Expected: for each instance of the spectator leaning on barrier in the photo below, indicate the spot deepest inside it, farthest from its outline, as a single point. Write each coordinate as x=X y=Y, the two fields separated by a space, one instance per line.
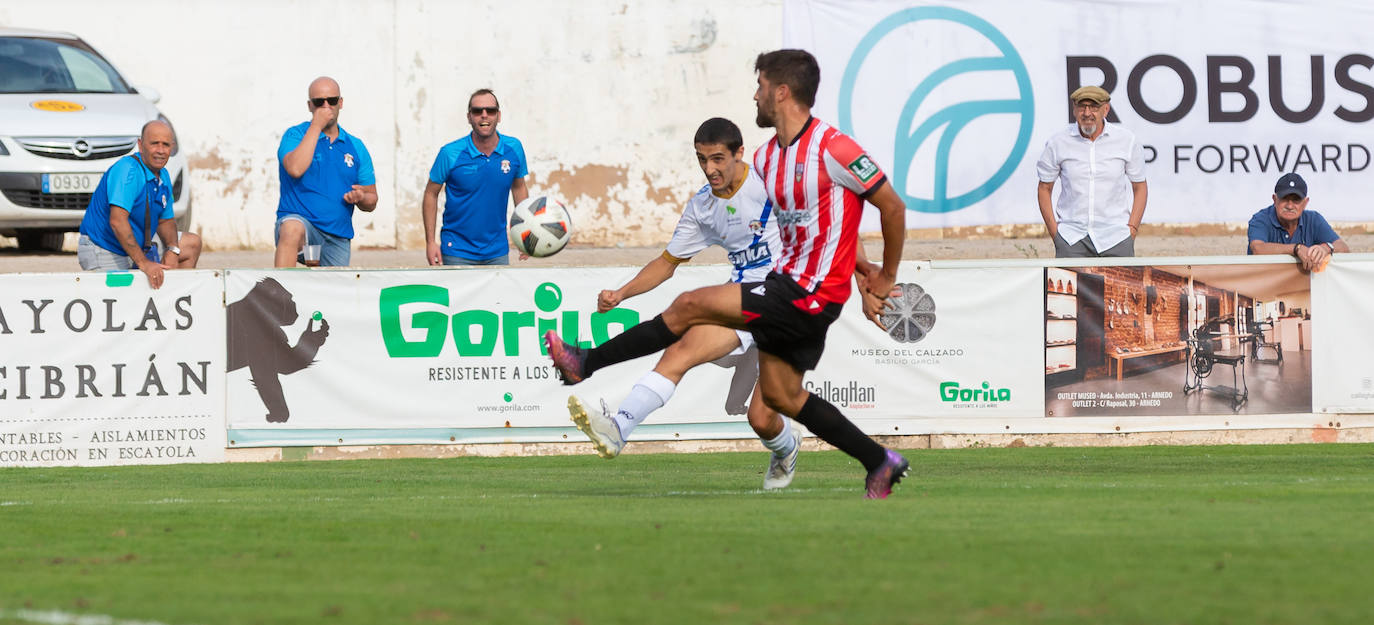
x=478 y=173
x=1286 y=227
x=322 y=182
x=1098 y=162
x=133 y=199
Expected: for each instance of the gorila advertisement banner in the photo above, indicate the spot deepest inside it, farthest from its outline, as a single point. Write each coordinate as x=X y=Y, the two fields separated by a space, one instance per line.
x=959 y=342
x=429 y=349
x=98 y=368
x=955 y=99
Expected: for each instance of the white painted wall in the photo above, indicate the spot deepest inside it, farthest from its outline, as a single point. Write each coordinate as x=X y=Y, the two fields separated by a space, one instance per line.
x=603 y=94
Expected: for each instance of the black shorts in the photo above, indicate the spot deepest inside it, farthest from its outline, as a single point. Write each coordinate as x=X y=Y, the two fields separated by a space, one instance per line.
x=786 y=320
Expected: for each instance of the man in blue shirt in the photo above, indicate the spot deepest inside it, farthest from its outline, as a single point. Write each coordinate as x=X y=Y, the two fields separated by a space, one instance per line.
x=478 y=173
x=1286 y=227
x=118 y=224
x=322 y=182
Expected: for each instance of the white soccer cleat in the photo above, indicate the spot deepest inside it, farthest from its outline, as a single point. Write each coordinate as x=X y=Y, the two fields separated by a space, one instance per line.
x=781 y=470
x=599 y=427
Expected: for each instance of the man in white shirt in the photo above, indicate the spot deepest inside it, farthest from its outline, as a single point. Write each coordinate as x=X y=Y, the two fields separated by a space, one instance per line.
x=1102 y=168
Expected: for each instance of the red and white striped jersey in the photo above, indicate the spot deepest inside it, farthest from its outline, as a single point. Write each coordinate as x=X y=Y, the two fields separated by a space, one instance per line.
x=818 y=186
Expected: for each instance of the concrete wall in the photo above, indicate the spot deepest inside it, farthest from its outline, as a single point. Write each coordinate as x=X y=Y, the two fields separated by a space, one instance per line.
x=603 y=94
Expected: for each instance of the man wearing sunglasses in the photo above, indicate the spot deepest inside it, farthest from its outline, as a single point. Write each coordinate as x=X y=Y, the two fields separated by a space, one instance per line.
x=324 y=175
x=1102 y=168
x=480 y=175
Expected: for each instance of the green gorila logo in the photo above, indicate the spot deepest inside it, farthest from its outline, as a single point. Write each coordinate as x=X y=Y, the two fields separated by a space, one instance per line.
x=423 y=309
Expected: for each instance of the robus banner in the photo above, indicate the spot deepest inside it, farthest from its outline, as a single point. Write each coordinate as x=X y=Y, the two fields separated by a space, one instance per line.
x=955 y=99
x=98 y=368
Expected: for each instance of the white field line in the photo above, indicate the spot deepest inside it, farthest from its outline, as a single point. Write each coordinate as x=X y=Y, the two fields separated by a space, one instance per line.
x=54 y=617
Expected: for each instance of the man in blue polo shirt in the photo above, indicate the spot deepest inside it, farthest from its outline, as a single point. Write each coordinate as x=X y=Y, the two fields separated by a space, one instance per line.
x=117 y=228
x=1286 y=227
x=478 y=173
x=322 y=182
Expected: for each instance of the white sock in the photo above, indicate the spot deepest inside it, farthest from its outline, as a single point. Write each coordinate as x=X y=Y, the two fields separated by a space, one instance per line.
x=649 y=394
x=782 y=444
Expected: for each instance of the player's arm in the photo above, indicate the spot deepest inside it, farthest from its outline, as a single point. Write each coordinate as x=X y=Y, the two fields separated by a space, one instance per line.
x=656 y=272
x=873 y=305
x=429 y=214
x=892 y=217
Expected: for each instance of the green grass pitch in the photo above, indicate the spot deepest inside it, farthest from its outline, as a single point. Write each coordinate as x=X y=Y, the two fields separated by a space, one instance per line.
x=1205 y=535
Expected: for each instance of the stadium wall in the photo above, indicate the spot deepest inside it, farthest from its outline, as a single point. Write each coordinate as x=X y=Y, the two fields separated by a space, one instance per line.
x=603 y=94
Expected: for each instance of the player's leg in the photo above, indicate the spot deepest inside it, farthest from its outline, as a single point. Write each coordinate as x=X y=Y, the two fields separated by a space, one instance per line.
x=781 y=385
x=716 y=305
x=779 y=437
x=651 y=392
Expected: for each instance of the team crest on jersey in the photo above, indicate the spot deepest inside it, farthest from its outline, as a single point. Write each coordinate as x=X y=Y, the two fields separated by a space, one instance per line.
x=863 y=168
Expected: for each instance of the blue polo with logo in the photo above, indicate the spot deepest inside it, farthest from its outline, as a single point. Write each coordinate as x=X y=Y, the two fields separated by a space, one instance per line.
x=1312 y=230
x=131 y=186
x=477 y=187
x=318 y=194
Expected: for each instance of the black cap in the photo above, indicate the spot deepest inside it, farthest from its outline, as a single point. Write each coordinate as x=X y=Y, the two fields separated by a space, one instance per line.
x=1290 y=184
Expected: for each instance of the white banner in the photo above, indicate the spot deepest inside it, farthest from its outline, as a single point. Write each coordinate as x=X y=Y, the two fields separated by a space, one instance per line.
x=98 y=368
x=956 y=99
x=1343 y=345
x=423 y=356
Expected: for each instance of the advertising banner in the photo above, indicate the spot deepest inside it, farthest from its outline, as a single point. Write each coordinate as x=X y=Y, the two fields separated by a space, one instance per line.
x=414 y=356
x=962 y=342
x=955 y=99
x=406 y=353
x=1343 y=366
x=1178 y=339
x=98 y=368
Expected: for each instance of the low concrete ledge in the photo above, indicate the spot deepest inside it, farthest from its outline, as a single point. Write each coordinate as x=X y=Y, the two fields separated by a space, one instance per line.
x=921 y=441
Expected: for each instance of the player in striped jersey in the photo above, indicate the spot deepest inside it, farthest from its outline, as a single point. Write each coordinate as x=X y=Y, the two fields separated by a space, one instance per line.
x=734 y=212
x=818 y=180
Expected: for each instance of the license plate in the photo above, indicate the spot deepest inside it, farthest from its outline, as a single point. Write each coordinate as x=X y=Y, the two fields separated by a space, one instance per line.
x=70 y=183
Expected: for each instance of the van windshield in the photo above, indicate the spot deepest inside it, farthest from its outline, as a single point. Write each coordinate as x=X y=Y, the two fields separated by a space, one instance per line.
x=33 y=65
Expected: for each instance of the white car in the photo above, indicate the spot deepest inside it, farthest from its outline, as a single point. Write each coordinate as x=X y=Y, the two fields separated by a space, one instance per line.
x=65 y=117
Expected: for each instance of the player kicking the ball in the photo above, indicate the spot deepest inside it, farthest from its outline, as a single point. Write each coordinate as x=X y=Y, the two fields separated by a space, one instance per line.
x=731 y=210
x=818 y=180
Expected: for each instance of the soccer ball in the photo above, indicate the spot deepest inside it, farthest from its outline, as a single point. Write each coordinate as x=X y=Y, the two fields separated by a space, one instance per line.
x=540 y=225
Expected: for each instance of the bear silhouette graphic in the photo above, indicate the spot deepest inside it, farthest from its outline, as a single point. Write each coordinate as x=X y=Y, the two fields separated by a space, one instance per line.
x=257 y=341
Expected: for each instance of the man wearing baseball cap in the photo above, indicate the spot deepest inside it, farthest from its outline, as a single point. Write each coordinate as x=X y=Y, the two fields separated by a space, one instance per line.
x=1286 y=227
x=1102 y=168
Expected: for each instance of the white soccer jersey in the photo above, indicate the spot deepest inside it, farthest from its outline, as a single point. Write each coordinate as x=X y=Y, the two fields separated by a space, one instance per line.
x=742 y=224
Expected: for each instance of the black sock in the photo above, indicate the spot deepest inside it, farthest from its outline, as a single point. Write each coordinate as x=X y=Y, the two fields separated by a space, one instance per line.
x=643 y=339
x=825 y=421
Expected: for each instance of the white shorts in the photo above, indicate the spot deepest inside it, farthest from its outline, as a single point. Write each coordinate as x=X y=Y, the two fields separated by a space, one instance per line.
x=746 y=341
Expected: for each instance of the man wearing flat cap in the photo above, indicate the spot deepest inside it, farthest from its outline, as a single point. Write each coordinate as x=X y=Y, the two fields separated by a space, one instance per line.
x=1286 y=227
x=1102 y=169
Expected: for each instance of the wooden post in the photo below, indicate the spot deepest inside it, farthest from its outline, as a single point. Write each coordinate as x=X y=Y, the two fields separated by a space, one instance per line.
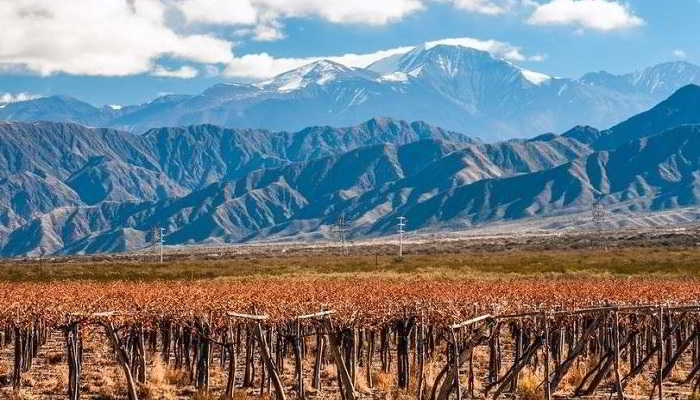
x=271 y=367
x=122 y=358
x=455 y=365
x=616 y=349
x=547 y=389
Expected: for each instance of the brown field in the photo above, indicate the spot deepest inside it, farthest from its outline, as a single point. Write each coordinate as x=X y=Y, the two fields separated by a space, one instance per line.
x=439 y=282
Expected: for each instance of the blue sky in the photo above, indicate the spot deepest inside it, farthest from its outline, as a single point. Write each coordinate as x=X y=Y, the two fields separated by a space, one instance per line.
x=126 y=52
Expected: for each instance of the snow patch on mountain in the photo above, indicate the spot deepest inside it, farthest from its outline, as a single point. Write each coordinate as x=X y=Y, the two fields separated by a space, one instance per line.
x=536 y=78
x=394 y=77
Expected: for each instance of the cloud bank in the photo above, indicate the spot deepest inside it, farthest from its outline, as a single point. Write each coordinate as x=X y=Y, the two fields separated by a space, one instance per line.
x=600 y=15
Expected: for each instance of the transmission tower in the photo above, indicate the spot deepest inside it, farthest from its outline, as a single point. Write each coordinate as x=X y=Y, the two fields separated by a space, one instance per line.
x=341 y=230
x=401 y=231
x=598 y=216
x=159 y=237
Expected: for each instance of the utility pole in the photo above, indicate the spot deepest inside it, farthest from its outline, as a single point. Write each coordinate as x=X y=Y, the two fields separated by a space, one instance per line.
x=402 y=225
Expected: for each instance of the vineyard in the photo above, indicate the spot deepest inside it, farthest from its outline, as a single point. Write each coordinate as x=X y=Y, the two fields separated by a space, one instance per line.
x=430 y=339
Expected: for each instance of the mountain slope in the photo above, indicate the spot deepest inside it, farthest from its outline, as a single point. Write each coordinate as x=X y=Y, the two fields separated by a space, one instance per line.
x=454 y=87
x=683 y=107
x=48 y=166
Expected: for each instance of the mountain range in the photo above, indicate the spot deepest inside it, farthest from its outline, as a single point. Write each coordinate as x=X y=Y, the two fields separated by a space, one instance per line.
x=454 y=87
x=71 y=189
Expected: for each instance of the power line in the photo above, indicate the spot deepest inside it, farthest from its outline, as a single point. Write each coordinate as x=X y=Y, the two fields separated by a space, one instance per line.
x=401 y=231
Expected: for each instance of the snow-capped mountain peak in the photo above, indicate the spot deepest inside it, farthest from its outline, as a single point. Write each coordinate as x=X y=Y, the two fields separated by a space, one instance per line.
x=319 y=73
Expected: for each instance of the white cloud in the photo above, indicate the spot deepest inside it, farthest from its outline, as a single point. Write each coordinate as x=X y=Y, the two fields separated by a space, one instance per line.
x=480 y=6
x=183 y=72
x=678 y=53
x=263 y=18
x=15 y=97
x=97 y=37
x=601 y=15
x=499 y=49
x=263 y=65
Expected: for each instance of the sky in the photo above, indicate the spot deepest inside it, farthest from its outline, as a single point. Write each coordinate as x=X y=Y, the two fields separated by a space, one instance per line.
x=132 y=51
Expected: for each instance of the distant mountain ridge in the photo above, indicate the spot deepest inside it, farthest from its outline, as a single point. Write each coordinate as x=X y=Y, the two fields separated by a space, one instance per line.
x=69 y=189
x=454 y=87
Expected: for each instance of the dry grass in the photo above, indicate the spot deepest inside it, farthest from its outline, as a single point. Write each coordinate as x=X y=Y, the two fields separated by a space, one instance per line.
x=385 y=381
x=329 y=372
x=662 y=261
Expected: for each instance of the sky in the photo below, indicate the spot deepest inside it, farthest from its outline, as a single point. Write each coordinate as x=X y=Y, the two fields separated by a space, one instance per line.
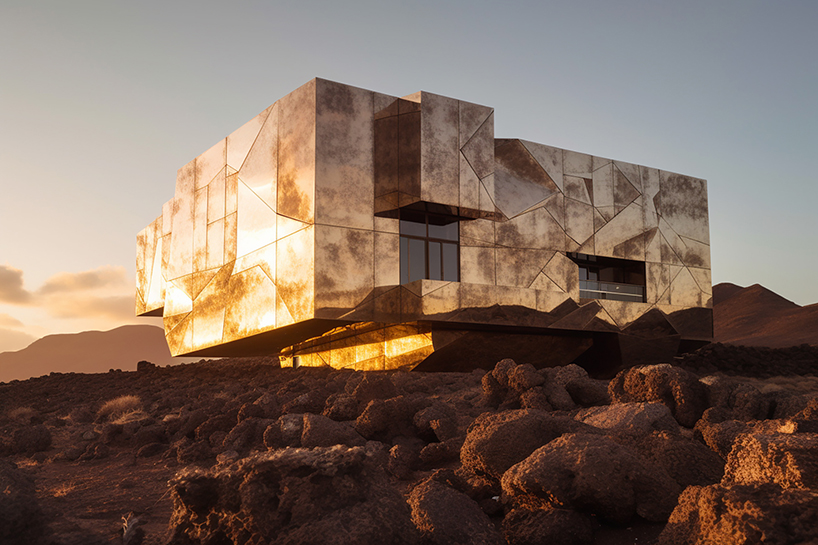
x=101 y=103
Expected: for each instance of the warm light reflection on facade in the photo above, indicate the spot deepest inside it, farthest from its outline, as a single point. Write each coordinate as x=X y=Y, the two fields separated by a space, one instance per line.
x=285 y=235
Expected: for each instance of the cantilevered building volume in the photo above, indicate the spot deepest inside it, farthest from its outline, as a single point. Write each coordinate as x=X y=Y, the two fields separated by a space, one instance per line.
x=349 y=228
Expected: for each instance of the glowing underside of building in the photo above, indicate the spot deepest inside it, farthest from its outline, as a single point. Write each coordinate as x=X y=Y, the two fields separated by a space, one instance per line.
x=355 y=229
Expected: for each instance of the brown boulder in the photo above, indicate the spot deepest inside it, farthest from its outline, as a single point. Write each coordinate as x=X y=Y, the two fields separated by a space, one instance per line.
x=548 y=527
x=788 y=460
x=437 y=422
x=594 y=475
x=21 y=520
x=681 y=391
x=315 y=496
x=384 y=419
x=373 y=386
x=743 y=515
x=341 y=407
x=31 y=439
x=320 y=431
x=501 y=371
x=523 y=377
x=686 y=460
x=446 y=516
x=633 y=417
x=495 y=442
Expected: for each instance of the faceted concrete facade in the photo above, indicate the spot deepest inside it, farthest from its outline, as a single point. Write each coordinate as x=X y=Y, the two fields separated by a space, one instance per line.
x=286 y=235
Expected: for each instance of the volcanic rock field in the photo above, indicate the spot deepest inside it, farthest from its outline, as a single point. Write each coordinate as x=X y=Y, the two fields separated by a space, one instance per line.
x=710 y=449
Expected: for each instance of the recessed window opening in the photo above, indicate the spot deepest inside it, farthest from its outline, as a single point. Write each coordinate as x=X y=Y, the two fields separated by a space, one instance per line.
x=610 y=278
x=429 y=247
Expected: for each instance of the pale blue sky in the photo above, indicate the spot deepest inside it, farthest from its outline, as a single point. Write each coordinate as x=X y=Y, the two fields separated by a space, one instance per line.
x=101 y=102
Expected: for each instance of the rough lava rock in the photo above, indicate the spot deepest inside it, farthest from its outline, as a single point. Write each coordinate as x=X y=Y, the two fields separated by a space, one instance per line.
x=788 y=460
x=680 y=390
x=634 y=417
x=548 y=526
x=495 y=442
x=21 y=520
x=594 y=475
x=447 y=516
x=743 y=515
x=295 y=496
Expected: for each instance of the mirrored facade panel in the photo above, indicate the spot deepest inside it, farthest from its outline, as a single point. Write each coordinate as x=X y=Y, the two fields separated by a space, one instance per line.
x=337 y=221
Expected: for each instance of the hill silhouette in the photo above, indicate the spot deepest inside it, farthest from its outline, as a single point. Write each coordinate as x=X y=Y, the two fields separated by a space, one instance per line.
x=756 y=316
x=751 y=316
x=88 y=352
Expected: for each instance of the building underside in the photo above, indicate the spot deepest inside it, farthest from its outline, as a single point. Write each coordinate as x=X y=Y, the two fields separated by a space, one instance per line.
x=349 y=228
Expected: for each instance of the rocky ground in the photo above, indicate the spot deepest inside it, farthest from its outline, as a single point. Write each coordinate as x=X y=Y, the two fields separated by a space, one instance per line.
x=712 y=449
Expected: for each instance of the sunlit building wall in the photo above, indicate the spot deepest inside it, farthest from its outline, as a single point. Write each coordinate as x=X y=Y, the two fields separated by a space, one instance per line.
x=350 y=228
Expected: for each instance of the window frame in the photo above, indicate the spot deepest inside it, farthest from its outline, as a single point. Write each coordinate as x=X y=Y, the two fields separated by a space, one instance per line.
x=411 y=217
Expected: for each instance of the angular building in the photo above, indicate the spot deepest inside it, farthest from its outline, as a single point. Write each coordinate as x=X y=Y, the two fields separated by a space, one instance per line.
x=349 y=228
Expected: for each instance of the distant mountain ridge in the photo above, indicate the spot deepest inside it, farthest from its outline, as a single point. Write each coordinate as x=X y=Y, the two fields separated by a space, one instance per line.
x=751 y=316
x=88 y=352
x=756 y=316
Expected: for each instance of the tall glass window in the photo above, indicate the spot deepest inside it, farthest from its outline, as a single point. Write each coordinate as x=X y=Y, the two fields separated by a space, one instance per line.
x=429 y=247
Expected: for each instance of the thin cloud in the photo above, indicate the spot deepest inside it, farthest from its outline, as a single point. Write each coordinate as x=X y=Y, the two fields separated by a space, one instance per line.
x=7 y=320
x=117 y=307
x=11 y=340
x=103 y=277
x=11 y=287
x=98 y=293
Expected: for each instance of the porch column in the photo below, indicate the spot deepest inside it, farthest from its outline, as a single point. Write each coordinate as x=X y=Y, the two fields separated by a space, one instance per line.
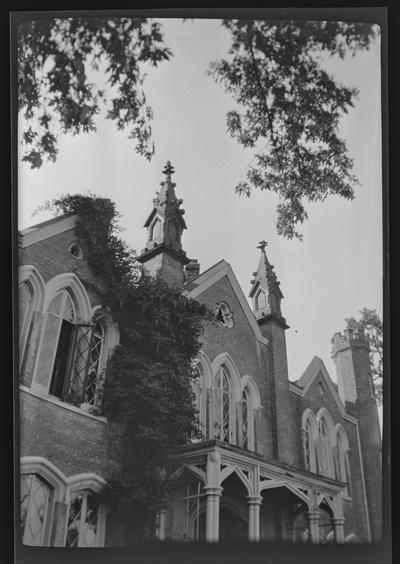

* [Requirements]: Rewrite the entries in the stretch from the line containing "Expected: for each instance of the black sock" through the line containing "x=746 y=341", putting "striped shorts" in place of "white shorts" and keeping everything else the same.

* [Correct response]:
Expected: for each instance of the black sock in the photo above, indicate the spot deepest inside it, farthest from its outline, as a single point. Write each coordinate as x=X y=Y, the two fields separated by a space, one instance per line.
x=643 y=339
x=825 y=421
Expected: for each instance of the striped shorts in the photo above, indicate the spot deepest inside it, farthest from its outline, as a single point. Write each coordinate as x=X y=Y, the two fields separated by a space, one instance per line.
x=746 y=341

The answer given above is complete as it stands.